Entries supplied:
┌────────
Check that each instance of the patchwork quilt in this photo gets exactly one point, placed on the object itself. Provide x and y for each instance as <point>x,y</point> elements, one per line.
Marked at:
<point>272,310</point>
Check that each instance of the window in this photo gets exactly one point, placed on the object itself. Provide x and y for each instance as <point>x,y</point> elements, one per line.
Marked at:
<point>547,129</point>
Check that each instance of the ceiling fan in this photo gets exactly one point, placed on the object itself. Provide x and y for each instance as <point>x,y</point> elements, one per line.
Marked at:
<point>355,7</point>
└────────
Exercise instructions:
Please print all of the records above word for word, with nothing added or changed.

Exercise solution:
Check that each instance of the patchwork quilt in this photo gets exactly one point, placed on the object itself. Provide x and y for each instance as <point>x,y</point> elements, one per line.
Marked at:
<point>272,310</point>
Check that each instance of the window in this photo gets exactly one point, placed on the object itself. Provide x and y for each instance as <point>x,y</point> elements, one per line.
Marked at:
<point>547,129</point>
Check that each instance of the ceiling fan in this photo gets exactly one point, placed on the object itself. Provide x and y for each instance as <point>x,y</point> elements, one per line.
Marked at:
<point>355,7</point>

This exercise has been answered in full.